● **Письменное задание**: Верните все строки ниже, в которых встречается слово «tent».

----

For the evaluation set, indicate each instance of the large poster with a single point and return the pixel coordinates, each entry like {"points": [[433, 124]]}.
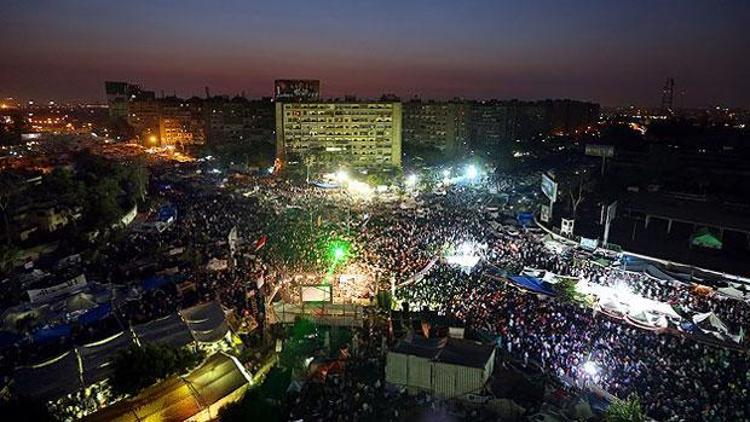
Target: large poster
{"points": [[549, 188]]}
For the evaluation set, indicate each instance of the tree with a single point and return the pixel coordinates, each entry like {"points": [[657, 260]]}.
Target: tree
{"points": [[578, 186], [628, 410], [139, 367], [10, 187], [566, 290], [254, 406], [384, 300], [61, 183], [103, 207], [135, 182], [300, 344]]}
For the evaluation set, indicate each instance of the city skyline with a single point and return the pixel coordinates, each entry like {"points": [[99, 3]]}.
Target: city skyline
{"points": [[606, 52]]}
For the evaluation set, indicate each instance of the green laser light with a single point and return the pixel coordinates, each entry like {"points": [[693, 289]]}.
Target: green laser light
{"points": [[339, 253]]}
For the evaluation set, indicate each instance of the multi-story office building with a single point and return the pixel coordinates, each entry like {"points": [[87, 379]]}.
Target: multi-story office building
{"points": [[296, 90], [181, 122], [120, 95], [441, 125], [361, 134], [143, 116], [239, 119]]}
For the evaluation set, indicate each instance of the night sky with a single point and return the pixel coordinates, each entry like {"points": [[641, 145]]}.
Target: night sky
{"points": [[613, 52]]}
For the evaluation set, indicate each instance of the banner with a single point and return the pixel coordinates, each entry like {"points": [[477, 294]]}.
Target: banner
{"points": [[261, 242], [71, 286], [545, 214], [232, 240], [549, 188], [589, 244]]}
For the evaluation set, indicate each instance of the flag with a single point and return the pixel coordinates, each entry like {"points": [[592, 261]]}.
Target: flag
{"points": [[261, 242]]}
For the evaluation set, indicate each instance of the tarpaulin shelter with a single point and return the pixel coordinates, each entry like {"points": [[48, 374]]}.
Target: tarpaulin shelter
{"points": [[167, 213], [97, 358], [198, 396], [710, 322], [705, 239], [54, 333], [79, 302], [170, 330], [158, 281], [207, 322], [533, 284], [49, 380], [8, 339], [96, 314], [525, 218]]}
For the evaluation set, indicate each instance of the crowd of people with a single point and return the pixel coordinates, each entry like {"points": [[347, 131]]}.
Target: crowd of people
{"points": [[676, 377]]}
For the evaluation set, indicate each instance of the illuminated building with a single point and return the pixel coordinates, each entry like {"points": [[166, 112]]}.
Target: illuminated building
{"points": [[143, 116], [180, 122], [120, 95], [441, 125], [359, 134], [239, 119], [296, 90]]}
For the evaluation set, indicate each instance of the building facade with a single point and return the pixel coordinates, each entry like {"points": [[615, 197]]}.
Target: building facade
{"points": [[359, 134], [440, 125]]}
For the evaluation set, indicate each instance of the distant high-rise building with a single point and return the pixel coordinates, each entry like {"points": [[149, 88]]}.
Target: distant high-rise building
{"points": [[494, 122], [442, 125], [361, 134], [296, 90], [239, 119], [120, 95], [667, 97]]}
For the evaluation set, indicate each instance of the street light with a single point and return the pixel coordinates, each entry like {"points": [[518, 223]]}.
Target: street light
{"points": [[590, 368], [342, 176], [472, 172]]}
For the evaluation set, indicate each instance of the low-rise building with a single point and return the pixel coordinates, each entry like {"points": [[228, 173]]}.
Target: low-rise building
{"points": [[358, 134], [446, 367]]}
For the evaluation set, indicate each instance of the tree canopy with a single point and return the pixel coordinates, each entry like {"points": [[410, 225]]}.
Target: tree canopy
{"points": [[139, 367]]}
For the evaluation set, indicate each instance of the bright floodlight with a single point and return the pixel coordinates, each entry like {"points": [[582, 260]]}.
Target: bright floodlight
{"points": [[590, 368], [342, 176], [338, 251]]}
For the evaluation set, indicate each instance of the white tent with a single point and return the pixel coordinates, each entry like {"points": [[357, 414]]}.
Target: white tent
{"points": [[80, 302], [732, 292], [710, 322]]}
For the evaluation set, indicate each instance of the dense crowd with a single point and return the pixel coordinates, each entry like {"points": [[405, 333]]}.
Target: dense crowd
{"points": [[676, 377]]}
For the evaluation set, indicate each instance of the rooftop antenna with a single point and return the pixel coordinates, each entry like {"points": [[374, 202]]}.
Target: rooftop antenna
{"points": [[667, 97]]}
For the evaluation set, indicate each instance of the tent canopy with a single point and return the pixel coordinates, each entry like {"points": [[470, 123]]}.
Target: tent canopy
{"points": [[705, 239], [533, 284]]}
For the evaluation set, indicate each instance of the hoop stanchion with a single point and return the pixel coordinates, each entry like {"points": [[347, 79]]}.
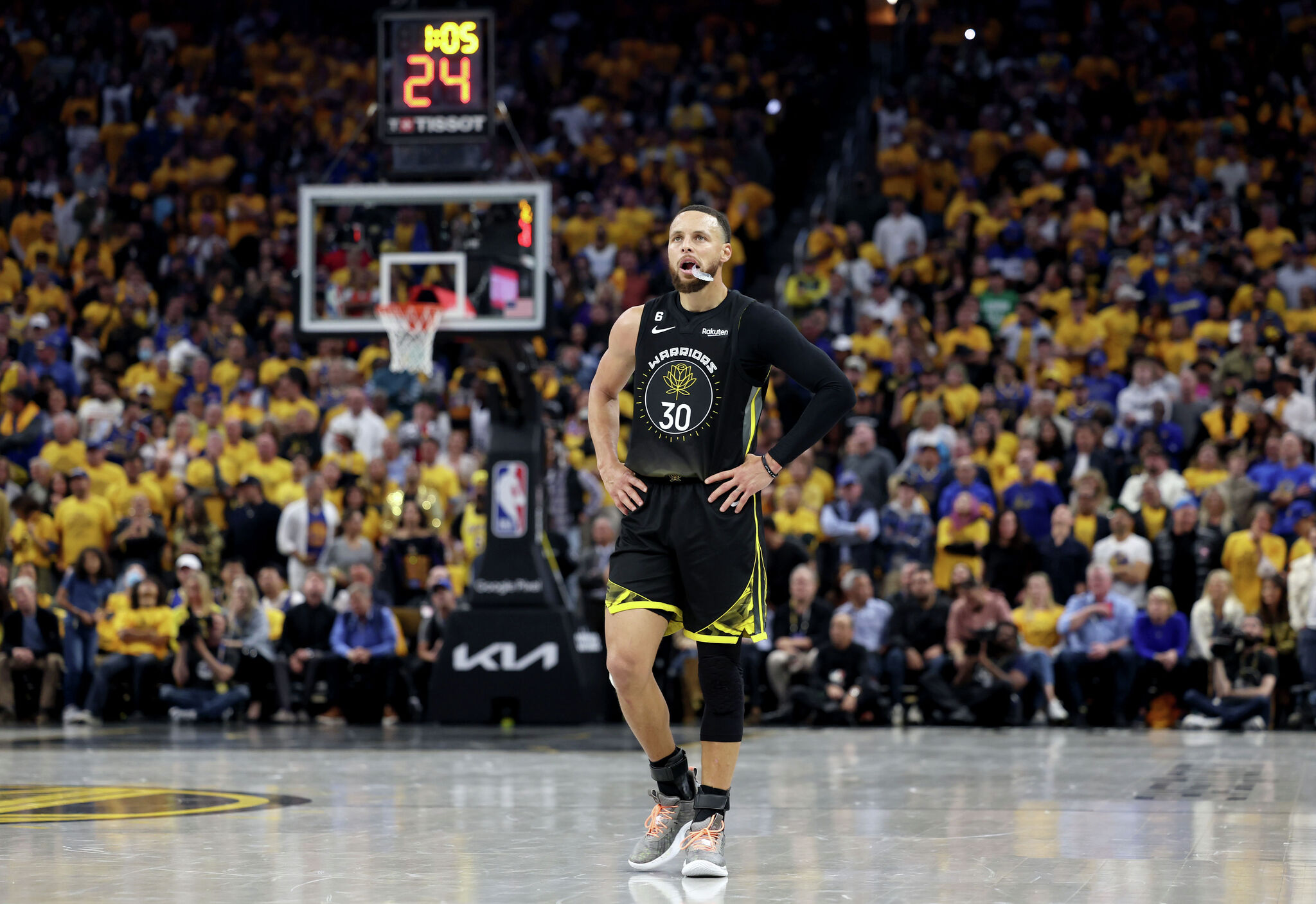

----

● **Результат задания**:
For the evaluation set, indicate each instance of the white tent with a single point and return the pixel coordinates, each entry like {"points": [[357, 414]]}.
Target: white tent
For the evaluation set, indicate each instance of the tent canopy with a single point and return the pixel coordinates, each entry like {"points": [[470, 123]]}.
Target: tent canopy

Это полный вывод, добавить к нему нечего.